■ **Selected excerpt**
US20260128085A1US 20260128085 A1US20260128085 A1US 20260128085A1US-20260128085-A1

Abstract

A semiconductor device and a method of operating the semiconductor device are disclosed. In one aspect, the semiconductor device includes a memory cell connected to a bit line, and a biasing circuit configured to output a first bias voltage and a second bias voltage, the first bias voltage generated based on a threshold voltage of a p-type transistor, and the second bias voltage generated based on a threshold voltage of an n-type transistor. The semiconductor device includes a step-down circuit connected to the bit line and configured to receive the first and second bias voltages, the step-down circuit configured to output an output voltage to charge the bit line based on the first and second bias voltages.

Inventors

  • Motoki Tamura

Assignees

  • TAIWAN SEMICONDUCTOR MANUFACTURING COMPANY, LTD.

Dates

Publication Date
20260507
Application Date
20260105

Claims (20)

  1. 1 . A semiconductor device, comprising: a step-down circuit connected between an input voltage and an output voltage, and configured to convert a power supply voltage to the output voltage to charge a bit line that is connected to a memory cell; wherein the step-down circuit comprises: a first p-type transistor having a gate terminal connected to a first bias voltage; a second p-type transistor having a gate terminal connected to the input voltage; a first n-type transistor having a gate terminal connected to a second bias voltage different from the first bias voltage; and a second n-type transistor having a gate terminal connected to the input voltage.
  2. 2 . The semiconductor device of claim 1 , wherein the first bias voltage is different from the second bias voltage.
  3. 3 . The semiconductor device of claim 1 , wherein the first bias voltage is equal to a third bias volage plus a first threshold voltage, and the second bias voltage is equal to the third bias volage minus a second threshold voltage.
  4. 4 . The semiconductor device of claim 1 , wherein the first p-type transistor having a first source/drain terminal and a second source/drain terminal, the second p-type transistor having a third source/drain terminal and a fourth source/drain terminal, the first n-type transistor having a fifth source/drain terminal and a sixth source/drain terminal, and the second n-type transistor having a seventh source/drain terminal and an eighth source/drain terminal.
  5. 5 . The semiconductor device of claim 4 , wherein the first source/drain terminal and the fifth source/drain terminal are connected to the input voltage.

■ **Required task 1**
Transcribe the part of the semiconductor patent text that begins at the words "3. 3 . The semiconductor" and ends after the words "second threshold voltage.".

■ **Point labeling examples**
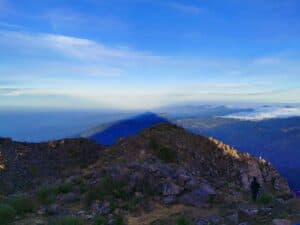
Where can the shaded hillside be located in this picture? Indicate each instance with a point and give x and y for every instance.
(162, 175)
(107, 134)
(207, 158)
(276, 140)
(23, 165)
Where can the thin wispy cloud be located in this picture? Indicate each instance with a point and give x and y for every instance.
(185, 8)
(61, 19)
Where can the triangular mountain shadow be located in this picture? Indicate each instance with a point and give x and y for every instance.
(108, 134)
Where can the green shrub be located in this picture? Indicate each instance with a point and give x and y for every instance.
(265, 199)
(64, 188)
(182, 220)
(107, 188)
(164, 153)
(68, 220)
(22, 204)
(119, 220)
(99, 220)
(46, 195)
(7, 214)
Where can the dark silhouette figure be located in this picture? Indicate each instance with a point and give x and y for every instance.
(255, 186)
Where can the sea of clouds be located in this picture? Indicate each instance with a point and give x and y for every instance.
(267, 112)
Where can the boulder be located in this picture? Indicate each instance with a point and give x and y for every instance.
(171, 189)
(281, 222)
(198, 196)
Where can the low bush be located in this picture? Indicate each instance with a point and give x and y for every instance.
(183, 220)
(163, 153)
(105, 189)
(64, 188)
(7, 214)
(119, 220)
(99, 220)
(265, 199)
(46, 195)
(68, 220)
(22, 204)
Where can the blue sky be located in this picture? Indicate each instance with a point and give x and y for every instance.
(148, 53)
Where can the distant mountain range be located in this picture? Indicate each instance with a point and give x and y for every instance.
(276, 140)
(107, 134)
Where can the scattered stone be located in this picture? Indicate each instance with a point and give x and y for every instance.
(198, 197)
(171, 189)
(234, 218)
(281, 222)
(69, 198)
(52, 209)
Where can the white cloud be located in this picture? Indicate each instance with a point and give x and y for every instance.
(262, 113)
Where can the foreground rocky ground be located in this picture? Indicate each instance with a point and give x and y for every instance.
(162, 176)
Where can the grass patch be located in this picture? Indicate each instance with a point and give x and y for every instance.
(22, 204)
(7, 214)
(46, 195)
(265, 199)
(68, 220)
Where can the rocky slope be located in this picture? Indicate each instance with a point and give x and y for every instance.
(23, 165)
(163, 175)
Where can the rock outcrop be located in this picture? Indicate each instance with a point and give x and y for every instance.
(223, 167)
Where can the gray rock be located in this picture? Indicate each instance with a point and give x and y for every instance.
(248, 210)
(198, 197)
(234, 218)
(52, 209)
(69, 197)
(100, 208)
(281, 222)
(169, 200)
(201, 221)
(171, 189)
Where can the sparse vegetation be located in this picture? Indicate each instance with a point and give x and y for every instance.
(99, 220)
(68, 220)
(22, 204)
(119, 220)
(265, 199)
(164, 153)
(105, 189)
(46, 195)
(7, 214)
(183, 220)
(64, 188)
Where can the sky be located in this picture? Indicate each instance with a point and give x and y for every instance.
(135, 54)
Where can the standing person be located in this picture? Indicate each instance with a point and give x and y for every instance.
(255, 186)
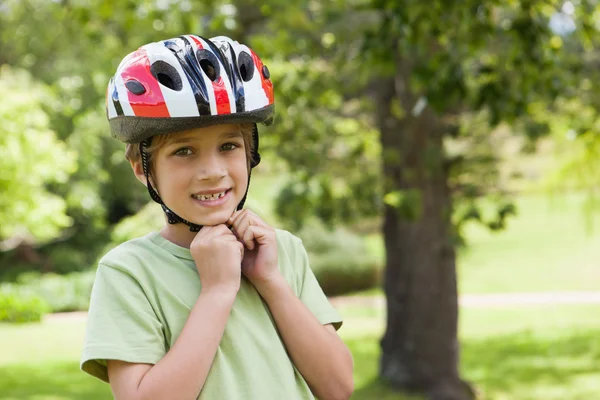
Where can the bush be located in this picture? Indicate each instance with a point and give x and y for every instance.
(62, 293)
(340, 259)
(20, 305)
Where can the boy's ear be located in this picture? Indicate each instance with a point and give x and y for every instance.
(138, 170)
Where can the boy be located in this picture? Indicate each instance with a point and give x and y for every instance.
(217, 305)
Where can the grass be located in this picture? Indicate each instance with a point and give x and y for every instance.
(517, 353)
(551, 245)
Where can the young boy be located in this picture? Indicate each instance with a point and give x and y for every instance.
(218, 304)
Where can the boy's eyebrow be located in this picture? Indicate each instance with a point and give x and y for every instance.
(227, 135)
(189, 138)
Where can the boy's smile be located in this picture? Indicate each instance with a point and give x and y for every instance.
(202, 174)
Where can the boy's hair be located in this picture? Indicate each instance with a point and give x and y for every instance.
(132, 151)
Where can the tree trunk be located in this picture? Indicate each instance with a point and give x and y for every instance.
(420, 347)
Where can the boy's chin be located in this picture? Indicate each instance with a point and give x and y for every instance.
(214, 219)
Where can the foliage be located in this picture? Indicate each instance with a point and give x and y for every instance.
(62, 293)
(20, 305)
(34, 294)
(339, 259)
(31, 159)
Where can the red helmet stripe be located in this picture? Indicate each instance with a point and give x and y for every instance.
(219, 88)
(221, 96)
(266, 83)
(197, 41)
(152, 102)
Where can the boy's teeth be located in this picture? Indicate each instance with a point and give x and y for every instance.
(209, 196)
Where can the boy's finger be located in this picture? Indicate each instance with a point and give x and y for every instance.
(235, 216)
(258, 235)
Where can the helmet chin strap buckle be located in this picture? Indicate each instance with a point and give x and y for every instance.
(173, 218)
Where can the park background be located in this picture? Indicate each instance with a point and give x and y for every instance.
(384, 108)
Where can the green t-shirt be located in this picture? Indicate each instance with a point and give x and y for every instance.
(144, 291)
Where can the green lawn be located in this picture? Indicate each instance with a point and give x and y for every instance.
(524, 353)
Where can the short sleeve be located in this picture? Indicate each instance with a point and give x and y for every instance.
(121, 325)
(310, 292)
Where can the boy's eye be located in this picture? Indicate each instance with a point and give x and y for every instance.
(229, 146)
(184, 151)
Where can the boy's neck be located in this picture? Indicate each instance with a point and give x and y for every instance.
(178, 234)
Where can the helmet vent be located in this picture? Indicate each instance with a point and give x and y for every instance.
(167, 75)
(135, 87)
(209, 64)
(246, 66)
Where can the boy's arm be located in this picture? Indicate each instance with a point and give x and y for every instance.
(181, 373)
(316, 350)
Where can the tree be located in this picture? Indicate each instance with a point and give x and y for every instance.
(428, 68)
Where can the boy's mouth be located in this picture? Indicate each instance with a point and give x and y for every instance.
(210, 196)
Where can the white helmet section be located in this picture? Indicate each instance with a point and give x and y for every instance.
(255, 96)
(180, 103)
(220, 84)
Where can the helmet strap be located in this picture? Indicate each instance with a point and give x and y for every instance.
(173, 218)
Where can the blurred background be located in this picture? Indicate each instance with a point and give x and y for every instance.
(419, 147)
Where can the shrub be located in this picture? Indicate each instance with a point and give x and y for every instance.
(62, 293)
(340, 259)
(20, 305)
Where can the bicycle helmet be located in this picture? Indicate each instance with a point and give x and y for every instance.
(185, 83)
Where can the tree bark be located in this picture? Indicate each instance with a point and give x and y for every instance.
(420, 349)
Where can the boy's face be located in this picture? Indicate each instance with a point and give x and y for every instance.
(202, 174)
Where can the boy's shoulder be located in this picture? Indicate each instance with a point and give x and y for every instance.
(286, 237)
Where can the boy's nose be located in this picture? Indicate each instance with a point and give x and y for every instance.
(211, 169)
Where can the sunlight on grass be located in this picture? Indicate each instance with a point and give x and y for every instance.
(517, 353)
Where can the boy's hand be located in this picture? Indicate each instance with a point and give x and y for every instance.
(260, 256)
(218, 256)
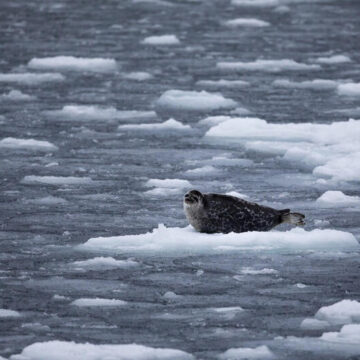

■ **Required task 2**
Filter the listing, keeping every line that contains the string "helmet"; matching is case-sensitive.

■ **Written solution 1**
3. 3 . The semiconductor device of claim 1 , wherein the first bias voltage is equal to a third bias volage plus a first threshold voltage, and the second bias voltage is equal to the third bias volage minus a second threshold voltage.

■ **Written solution 2**
Where can the red helmet stripe be located in this picture? Indicate each instance with a point and give x and y for every instance.
Where can the helmet chin strap buckle be located in this picture? Indicate each instance with a point and give x and y for every instance.
Where can the helmet vent be located in this picture? Indicate each instance with a point and give x and y for every instance.
Where can the white helmet section be located in this picture? Indicate each instance with a point and give x and y for every instance.
Where can the helmet strap be located in this picture? Indicate each instance with a point and give x and y for every instance.
Where can the bicycle helmet be located in this picture? Indicate each instance with a point and give x and y for every instance.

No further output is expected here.